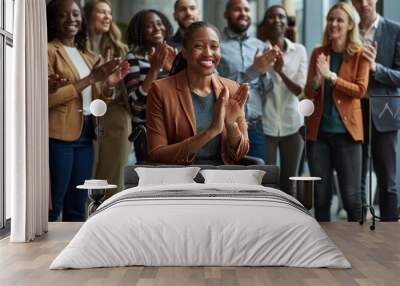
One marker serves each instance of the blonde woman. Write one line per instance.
(337, 79)
(114, 147)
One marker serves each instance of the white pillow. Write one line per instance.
(166, 176)
(248, 177)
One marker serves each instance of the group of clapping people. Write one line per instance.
(208, 97)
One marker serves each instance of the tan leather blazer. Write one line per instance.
(65, 105)
(350, 86)
(171, 121)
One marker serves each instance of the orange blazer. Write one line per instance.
(65, 105)
(350, 86)
(170, 121)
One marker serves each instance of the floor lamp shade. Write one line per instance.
(98, 107)
(306, 107)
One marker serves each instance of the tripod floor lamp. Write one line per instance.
(370, 204)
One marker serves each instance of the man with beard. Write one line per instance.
(247, 59)
(381, 38)
(185, 13)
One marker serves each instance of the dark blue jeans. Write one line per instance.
(71, 163)
(342, 153)
(257, 140)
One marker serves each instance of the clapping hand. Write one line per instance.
(370, 51)
(161, 57)
(56, 81)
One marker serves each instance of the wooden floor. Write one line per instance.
(374, 255)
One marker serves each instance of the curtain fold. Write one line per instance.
(27, 124)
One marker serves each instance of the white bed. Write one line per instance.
(201, 225)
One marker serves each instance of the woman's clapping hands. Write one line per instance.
(228, 108)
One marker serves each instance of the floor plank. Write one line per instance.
(374, 255)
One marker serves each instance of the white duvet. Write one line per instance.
(204, 231)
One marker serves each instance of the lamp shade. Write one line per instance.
(306, 107)
(98, 107)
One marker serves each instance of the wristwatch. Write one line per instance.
(333, 77)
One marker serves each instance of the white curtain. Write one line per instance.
(27, 124)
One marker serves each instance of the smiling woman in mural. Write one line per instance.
(337, 79)
(195, 116)
(71, 129)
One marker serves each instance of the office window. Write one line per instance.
(299, 13)
(9, 15)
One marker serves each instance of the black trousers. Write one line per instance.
(342, 153)
(383, 153)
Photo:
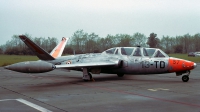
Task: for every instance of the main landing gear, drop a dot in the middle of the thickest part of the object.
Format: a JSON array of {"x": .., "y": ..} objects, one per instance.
[
  {"x": 185, "y": 78},
  {"x": 87, "y": 76}
]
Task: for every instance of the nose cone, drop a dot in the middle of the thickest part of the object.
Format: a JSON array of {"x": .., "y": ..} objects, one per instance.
[{"x": 7, "y": 67}]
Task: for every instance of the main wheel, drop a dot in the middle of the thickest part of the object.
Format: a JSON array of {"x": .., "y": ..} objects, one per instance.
[
  {"x": 185, "y": 78},
  {"x": 120, "y": 75}
]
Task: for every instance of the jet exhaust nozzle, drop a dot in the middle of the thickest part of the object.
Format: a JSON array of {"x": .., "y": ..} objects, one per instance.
[{"x": 31, "y": 67}]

○ ○ ○ ○ ○

Problem to solve: What lines in the listing include the string "part"? Copy them out.

Exercise answer:
Task: for every instance of the main landing gear, drop a dot in the middle of the thickest part of the object.
Task: for every instance of the nose cone, drop a dot in the middle of the thickest part of the object.
Task: for every instance of the main wheel, drop a dot in the middle of the thickest part of the object.
Task: for every instance of the jet exhaust nozzle, drop a dot in the middle of the thickest part of the object.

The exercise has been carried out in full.